[begin THE RECORDS]

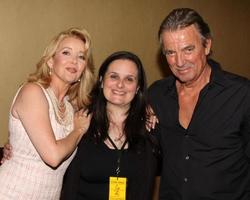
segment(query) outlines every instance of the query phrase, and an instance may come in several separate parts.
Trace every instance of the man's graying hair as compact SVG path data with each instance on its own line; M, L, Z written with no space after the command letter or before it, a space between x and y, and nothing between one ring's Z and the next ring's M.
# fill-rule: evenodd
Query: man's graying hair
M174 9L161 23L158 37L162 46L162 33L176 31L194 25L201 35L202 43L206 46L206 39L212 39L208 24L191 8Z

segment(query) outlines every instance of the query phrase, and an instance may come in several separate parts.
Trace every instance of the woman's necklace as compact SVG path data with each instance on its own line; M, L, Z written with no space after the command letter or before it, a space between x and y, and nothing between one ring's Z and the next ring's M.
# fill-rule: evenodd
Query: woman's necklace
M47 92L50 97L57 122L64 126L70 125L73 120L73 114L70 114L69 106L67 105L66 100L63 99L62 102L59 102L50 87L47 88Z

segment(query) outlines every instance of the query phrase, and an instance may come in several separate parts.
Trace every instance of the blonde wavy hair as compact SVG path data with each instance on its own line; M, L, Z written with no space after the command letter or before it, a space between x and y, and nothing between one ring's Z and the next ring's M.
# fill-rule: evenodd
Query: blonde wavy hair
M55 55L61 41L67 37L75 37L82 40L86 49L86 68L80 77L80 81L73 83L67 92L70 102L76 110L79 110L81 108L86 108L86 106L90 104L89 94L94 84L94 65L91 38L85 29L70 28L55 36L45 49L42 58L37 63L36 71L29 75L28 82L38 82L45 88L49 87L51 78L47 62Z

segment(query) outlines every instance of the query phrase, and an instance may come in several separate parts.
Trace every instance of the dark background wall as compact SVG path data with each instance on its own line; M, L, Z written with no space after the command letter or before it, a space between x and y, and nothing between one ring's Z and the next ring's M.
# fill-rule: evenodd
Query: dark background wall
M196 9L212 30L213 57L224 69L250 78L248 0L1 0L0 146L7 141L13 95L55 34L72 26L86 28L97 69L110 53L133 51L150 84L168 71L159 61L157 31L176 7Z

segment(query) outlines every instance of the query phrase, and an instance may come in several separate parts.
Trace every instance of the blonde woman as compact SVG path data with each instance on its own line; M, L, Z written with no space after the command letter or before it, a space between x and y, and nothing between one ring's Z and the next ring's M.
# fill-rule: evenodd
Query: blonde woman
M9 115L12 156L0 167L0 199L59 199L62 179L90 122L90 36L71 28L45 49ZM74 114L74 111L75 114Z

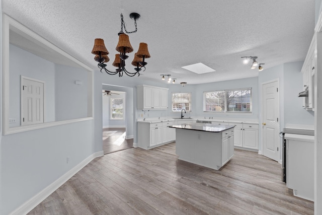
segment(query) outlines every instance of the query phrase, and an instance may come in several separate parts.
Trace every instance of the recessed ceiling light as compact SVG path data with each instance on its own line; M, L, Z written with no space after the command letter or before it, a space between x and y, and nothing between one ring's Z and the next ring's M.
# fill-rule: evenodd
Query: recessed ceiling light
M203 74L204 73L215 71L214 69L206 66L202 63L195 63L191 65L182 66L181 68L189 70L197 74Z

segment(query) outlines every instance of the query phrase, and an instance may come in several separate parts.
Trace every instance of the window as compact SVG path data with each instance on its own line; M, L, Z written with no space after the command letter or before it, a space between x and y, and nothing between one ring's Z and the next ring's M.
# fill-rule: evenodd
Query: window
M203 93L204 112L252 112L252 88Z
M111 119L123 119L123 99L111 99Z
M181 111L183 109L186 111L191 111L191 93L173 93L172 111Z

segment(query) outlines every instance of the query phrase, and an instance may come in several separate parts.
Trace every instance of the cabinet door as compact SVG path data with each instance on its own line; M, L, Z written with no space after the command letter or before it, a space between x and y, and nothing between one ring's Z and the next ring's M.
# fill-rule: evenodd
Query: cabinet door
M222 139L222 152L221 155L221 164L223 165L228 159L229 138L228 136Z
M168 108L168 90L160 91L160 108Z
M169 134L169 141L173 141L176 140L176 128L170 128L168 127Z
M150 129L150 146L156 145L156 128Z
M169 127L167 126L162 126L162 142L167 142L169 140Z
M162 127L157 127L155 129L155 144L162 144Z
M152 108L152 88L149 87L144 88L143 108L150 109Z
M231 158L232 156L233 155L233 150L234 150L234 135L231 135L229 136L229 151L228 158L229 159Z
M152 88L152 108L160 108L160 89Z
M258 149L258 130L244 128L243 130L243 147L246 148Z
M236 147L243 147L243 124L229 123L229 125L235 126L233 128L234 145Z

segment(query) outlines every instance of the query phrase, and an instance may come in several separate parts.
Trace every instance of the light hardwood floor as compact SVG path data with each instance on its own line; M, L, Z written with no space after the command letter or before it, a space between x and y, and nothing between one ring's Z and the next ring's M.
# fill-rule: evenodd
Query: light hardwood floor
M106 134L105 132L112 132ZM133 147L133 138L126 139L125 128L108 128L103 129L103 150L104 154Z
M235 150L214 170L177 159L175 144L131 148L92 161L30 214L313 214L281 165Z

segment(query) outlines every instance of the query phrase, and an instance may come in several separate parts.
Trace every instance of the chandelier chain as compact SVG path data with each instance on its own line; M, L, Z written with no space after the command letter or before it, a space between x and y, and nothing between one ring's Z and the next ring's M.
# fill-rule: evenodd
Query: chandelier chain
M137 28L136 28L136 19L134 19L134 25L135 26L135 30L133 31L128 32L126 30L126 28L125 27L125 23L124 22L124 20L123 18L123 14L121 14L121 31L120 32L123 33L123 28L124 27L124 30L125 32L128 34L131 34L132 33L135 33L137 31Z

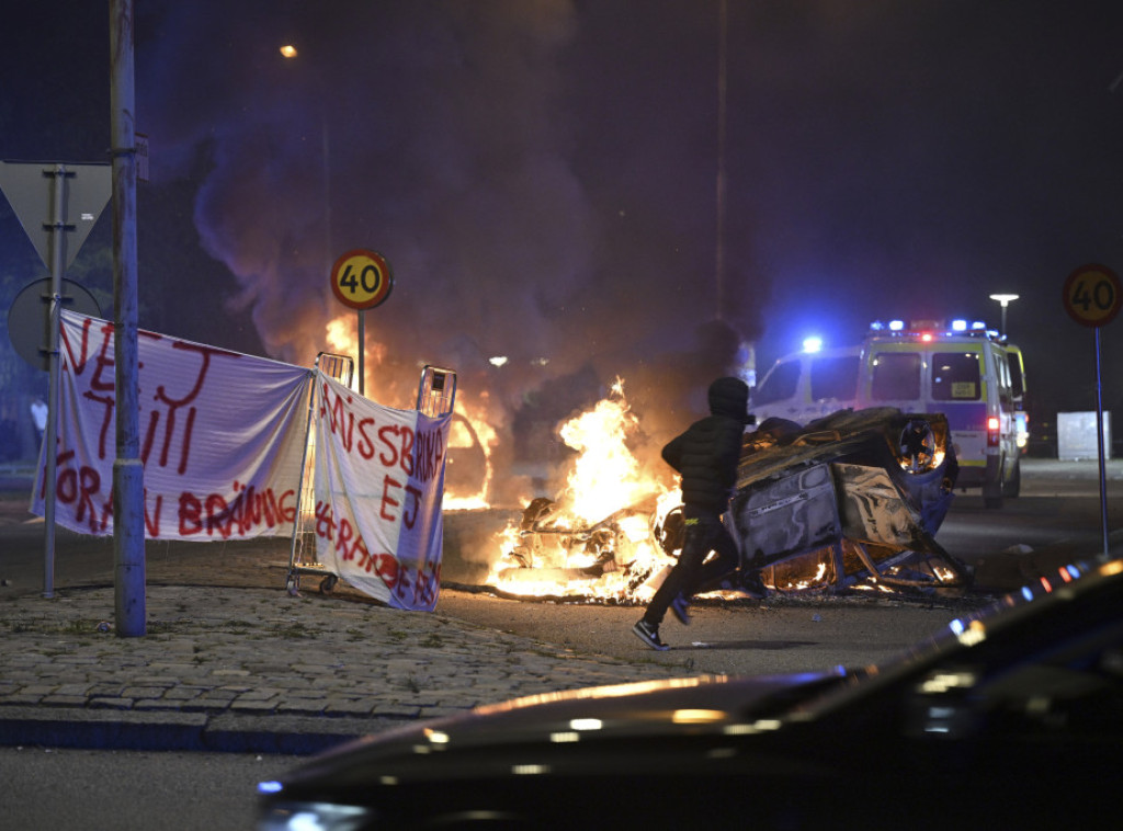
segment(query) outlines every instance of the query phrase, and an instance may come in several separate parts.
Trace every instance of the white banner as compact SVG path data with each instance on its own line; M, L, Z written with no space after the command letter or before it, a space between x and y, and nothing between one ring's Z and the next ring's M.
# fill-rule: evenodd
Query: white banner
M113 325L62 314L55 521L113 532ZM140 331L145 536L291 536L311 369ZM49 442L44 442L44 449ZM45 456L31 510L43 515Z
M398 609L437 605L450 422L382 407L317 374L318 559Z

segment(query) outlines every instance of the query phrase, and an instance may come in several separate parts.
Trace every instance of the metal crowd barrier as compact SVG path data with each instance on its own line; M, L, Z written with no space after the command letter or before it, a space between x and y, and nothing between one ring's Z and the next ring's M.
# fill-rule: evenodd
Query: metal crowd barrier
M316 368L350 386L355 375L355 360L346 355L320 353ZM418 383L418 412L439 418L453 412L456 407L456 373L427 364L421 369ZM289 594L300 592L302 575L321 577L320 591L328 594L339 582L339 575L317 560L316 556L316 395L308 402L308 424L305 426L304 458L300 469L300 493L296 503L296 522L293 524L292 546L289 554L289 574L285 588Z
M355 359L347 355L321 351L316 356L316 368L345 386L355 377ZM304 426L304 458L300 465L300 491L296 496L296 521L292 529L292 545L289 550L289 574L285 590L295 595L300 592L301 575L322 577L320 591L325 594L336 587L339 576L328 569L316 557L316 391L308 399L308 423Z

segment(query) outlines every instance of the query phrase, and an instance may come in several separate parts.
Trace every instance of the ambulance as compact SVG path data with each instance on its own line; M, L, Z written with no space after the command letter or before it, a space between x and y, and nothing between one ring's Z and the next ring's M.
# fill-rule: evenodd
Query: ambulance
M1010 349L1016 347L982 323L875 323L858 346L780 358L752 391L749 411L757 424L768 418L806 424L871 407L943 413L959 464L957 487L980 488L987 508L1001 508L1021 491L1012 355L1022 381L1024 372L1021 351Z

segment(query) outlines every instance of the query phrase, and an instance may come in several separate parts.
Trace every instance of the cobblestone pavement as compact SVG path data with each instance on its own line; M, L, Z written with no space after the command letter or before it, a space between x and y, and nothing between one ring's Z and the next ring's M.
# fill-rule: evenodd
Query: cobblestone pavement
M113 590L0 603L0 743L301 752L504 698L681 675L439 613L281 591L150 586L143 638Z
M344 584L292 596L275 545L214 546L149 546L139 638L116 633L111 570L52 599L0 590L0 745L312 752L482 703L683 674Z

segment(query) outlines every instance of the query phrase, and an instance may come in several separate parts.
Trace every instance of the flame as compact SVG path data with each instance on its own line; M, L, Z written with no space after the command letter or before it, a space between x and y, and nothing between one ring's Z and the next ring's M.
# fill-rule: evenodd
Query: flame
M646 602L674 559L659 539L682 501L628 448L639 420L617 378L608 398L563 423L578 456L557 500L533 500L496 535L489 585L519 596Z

[end THE RECORDS]
[begin THE RECORDS]

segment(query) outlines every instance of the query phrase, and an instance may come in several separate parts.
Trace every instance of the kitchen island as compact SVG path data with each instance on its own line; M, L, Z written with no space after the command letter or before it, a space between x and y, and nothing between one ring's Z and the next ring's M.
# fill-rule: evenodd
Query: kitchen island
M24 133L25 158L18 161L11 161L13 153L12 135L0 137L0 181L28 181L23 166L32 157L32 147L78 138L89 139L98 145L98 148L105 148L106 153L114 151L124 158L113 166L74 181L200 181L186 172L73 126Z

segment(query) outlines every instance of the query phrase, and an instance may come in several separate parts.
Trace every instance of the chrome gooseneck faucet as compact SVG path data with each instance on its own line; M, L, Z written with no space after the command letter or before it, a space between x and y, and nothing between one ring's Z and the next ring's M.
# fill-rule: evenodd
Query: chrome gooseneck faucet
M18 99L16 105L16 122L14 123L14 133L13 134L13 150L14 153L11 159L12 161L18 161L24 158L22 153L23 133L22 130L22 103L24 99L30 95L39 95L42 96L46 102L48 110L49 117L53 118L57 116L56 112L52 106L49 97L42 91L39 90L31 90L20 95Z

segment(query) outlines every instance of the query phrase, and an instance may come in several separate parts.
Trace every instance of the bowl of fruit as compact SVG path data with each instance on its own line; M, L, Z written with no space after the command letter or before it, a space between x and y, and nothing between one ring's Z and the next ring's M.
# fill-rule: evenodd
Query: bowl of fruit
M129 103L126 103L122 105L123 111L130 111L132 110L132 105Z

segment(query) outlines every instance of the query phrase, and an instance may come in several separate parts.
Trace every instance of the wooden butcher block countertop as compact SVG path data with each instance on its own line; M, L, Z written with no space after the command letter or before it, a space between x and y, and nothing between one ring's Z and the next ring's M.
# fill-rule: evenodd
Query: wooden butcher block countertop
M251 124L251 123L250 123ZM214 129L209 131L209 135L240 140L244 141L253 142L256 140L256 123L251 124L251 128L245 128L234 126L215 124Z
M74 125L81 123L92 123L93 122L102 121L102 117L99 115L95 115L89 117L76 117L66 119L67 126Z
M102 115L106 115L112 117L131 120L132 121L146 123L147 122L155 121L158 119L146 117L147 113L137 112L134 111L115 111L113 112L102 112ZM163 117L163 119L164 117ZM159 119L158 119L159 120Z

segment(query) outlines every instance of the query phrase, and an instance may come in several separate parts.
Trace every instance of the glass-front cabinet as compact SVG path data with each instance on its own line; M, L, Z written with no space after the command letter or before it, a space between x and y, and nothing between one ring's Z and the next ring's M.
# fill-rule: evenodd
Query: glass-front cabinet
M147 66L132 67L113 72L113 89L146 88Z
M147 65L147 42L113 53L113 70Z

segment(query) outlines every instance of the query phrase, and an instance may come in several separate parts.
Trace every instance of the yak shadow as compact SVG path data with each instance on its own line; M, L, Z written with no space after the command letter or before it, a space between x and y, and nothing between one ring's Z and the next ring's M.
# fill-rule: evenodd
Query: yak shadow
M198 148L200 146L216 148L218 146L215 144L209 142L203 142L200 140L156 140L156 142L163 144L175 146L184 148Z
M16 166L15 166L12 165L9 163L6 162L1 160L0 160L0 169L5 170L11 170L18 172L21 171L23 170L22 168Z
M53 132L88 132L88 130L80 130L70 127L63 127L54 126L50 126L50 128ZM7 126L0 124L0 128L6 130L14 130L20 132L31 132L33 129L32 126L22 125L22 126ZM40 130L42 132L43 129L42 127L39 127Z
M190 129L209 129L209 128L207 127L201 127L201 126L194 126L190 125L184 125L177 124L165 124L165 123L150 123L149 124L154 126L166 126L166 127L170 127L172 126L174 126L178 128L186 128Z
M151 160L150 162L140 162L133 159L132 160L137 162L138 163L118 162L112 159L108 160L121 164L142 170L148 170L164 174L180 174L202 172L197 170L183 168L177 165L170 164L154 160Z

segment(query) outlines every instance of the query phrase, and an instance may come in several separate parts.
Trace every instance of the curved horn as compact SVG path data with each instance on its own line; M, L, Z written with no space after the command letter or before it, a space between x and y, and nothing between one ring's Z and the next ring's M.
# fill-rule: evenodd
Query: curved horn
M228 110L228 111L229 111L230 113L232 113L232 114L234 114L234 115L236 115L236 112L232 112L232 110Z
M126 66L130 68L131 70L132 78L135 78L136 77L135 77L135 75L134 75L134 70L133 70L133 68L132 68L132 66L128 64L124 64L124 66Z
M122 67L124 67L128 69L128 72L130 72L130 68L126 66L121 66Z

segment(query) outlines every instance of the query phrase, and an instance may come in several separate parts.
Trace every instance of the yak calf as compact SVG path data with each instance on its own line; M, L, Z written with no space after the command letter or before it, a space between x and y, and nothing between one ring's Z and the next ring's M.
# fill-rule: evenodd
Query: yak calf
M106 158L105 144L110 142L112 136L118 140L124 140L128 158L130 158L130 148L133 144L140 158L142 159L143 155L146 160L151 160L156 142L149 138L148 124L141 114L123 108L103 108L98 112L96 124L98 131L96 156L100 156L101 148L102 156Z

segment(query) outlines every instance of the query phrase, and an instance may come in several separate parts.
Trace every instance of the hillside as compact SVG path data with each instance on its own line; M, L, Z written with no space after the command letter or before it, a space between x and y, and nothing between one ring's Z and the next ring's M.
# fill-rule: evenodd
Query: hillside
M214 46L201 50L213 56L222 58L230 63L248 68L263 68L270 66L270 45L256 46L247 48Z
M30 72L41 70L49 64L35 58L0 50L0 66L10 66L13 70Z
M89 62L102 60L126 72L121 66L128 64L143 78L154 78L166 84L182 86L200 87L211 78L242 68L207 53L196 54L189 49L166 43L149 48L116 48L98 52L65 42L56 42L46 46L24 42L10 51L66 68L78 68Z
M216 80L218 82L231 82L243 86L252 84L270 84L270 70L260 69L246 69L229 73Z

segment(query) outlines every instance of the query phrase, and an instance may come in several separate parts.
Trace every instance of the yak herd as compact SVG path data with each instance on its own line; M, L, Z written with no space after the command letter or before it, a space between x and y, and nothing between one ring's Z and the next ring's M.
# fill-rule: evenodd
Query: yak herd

[end THE RECORDS]

**TASK DETAILS:** How many lines in the entries above contain the string "hillside", with case counting? Give only the number.

**COMPLETE ANSWER:** 2